Tuesday, May 30, 2006

Burnt Out!

I'm totally exhausted! Come to think of it, my weekends have been burnt from April onwards. Hmm...have been working on every Saturdays for the past 2 months or so. Haiz...now I seriously think that I'm an overwork but underpaid employee! Nevertheless, I still love my job lah.

April 11 , which happens to be my sis's birthday is also my 1 year anniversay as a Professional Kopi-Soh. I've learnt many things during this 1 year. Everyday is like a brand new day, with new learning opportunities. The 1 thing that I'm still learning is PR = People's Relation. Ok, or so called as Interpersonal Skills. Well, all the while I do not have problems interacting with people maybe coz of my chatty or rather "3-8" nature. So irregardless of whatever or whichever level, I've got no problems clicking with these people. But recently, I can feel the difference in treatment by the people in my department, except for 1, whom I respect a lot. Maybe coz she has been in my shoes, so she prolly knows how it feels. It's not easy being a middleman, or rather, the baddie to distribute/allocating work to people. After all, who wants to work extra and not being paid. But they failed to understand the fact that I also get the instructions from the higher management as well. Mmm...Not too sure izzit that I'm sensitive or what, but sometimes I do feel that they're like ganging up against me or something, and trying to outcast me. Initially, I was pretty affected, coz I'm upset by the fact that I did not sabotage them or whatsoever, yet I'm getting some kinda attitude treatment from these people. Probably, they felt that I'm so close to my boss, so better don't get so close to me etc. Haiz....Ok, I don't deny that I'm pretty close with my boss, BUT... I do draw a line especially when it comes to Work. I respect my boss and I don't 'paw' her. I don't see the need to....well, prolly our characters are quite similar, we can read each other's mind at times so I know what she wants and her expectations. Still, I DO NOT take advantage of this fact and use my authority or something. Anyway, I'm kinda disillusioned with people. Just 1 year, I meet soooo many people in my line of work that now, I truly understand the meaning of "Se Hui Da Xue" or also known as University of Society! So now, I've decided that I shall just do my work not bother about such issues too much. After all, I don't owe them a living. And if I leave the Company just because of such issue, I think I'm the dumbest person on earth, coz I believe that everywhere is the same! Gona just adopt the F**K-Care Attitude. Well, I guess it's one of the elements to survive in this society anyway.
____________________
- _REQUIRED ACTIONS_:
1. Answer these questions about the blog post on burnout at work:
(a) Which date marks the writer's one-year anniversary as a Professional Kopi-Soh?
(b) What does the writer say PR stands for?
(c) What phrase does the writer give for "University of Society"?
2. Continue the blog post about feeling burnt out at work from the point where it ends.

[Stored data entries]
____________________
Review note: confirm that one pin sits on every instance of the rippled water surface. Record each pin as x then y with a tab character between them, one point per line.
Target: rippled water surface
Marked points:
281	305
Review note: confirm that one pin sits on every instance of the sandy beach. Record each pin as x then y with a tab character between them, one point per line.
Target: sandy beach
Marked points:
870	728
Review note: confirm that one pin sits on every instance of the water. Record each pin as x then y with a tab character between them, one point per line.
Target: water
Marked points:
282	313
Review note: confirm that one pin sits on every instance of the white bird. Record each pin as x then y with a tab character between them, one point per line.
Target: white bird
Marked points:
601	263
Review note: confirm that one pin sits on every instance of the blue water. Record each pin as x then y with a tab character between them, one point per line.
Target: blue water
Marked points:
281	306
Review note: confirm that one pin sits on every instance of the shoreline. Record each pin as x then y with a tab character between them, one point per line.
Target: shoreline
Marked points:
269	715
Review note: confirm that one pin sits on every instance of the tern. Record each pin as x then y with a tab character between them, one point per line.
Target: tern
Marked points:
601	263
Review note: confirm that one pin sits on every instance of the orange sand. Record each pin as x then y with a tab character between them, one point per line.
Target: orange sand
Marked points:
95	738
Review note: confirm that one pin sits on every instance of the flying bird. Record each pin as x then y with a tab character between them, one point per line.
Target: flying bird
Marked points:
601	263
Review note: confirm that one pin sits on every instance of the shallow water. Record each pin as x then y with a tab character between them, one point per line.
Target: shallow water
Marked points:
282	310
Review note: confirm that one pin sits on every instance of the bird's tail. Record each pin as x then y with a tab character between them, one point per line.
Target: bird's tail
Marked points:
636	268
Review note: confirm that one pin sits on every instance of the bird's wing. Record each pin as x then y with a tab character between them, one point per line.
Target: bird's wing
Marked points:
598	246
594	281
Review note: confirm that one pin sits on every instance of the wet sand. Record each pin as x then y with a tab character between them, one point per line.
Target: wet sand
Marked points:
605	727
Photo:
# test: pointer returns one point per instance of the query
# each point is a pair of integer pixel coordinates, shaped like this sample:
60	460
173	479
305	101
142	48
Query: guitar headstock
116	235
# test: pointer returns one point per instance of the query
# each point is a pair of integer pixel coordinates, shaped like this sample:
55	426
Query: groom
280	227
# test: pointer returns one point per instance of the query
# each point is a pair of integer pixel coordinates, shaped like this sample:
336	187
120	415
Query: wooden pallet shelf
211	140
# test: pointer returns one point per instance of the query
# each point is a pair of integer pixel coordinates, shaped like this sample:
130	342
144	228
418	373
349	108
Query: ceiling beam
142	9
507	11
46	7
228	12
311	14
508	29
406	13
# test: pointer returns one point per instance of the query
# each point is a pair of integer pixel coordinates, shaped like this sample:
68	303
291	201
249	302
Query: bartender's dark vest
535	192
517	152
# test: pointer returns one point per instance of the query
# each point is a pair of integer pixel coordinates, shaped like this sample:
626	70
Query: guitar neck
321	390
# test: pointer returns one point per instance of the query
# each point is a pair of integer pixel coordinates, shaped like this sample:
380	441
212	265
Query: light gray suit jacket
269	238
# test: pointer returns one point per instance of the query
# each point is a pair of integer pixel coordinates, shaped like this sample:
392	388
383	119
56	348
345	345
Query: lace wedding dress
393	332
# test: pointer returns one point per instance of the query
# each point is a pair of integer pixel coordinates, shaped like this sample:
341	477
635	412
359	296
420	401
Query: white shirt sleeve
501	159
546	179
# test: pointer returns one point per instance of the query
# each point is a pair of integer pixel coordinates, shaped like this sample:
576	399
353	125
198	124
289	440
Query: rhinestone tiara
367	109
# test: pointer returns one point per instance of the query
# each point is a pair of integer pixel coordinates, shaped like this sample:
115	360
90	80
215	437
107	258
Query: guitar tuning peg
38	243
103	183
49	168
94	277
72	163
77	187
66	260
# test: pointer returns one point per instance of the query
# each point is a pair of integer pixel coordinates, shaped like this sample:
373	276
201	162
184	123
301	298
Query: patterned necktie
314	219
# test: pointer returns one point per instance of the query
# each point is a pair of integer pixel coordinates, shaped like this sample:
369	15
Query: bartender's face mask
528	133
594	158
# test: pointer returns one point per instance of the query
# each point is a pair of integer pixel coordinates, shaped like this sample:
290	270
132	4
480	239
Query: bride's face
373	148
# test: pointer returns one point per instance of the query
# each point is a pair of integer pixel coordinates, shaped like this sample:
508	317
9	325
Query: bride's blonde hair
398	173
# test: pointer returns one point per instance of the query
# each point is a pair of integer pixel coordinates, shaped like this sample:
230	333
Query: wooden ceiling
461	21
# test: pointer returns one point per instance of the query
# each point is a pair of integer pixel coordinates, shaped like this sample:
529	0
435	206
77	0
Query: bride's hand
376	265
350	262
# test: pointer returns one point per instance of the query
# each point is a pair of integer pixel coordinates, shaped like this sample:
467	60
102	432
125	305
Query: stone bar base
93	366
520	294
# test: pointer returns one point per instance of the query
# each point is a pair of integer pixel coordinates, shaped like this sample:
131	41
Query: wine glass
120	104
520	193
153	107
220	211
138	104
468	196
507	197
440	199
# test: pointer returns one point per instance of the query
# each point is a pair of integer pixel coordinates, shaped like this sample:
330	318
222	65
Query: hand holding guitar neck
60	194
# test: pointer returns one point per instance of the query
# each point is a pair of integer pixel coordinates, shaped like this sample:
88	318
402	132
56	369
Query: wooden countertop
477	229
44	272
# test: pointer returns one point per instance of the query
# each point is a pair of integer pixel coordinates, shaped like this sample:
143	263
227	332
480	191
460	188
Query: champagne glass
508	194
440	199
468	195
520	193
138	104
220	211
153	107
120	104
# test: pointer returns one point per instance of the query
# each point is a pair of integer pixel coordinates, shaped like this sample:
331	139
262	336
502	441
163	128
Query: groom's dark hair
____________________
- _SET OF ANSWERS_:
1.
(a) April 11
(b) People's Relation
(c) "Se Hui Da Xue"

2.
Mmm....met with some relationship problems again. It's pretty complicating....not gona blog on it too much either as I'm kinda confused as well. Meanwhile, I guess being single is the best option for now. Like what I tell my friends... I'm single and avaliable, but not desperate. And I've mastered the skill of loving someone, without possessing the person. Well, I guess in life, certain things are just not meant to be....I don't know....or is it that I give up too easily?....I don't know either. Maybe I'm just too tired and disillusioned about everything. Mmm....this blog entry seems to be kinda depressing.....

Oh well, on a happier note, I've finally cleared all my events! *Yippie*....Food Hotel Asia, New Paper Big Walk, Singapore Food Expo etc....I've pulled through! Haha....Currently I've still got the SuperBand project to follow up. Still got a few roadshows coming up I guess. A short break will be good....or maybe I should just indulge in shopping therapy instead! It's the Great Singapore Sale! Hahaha....Gona shop till I drop!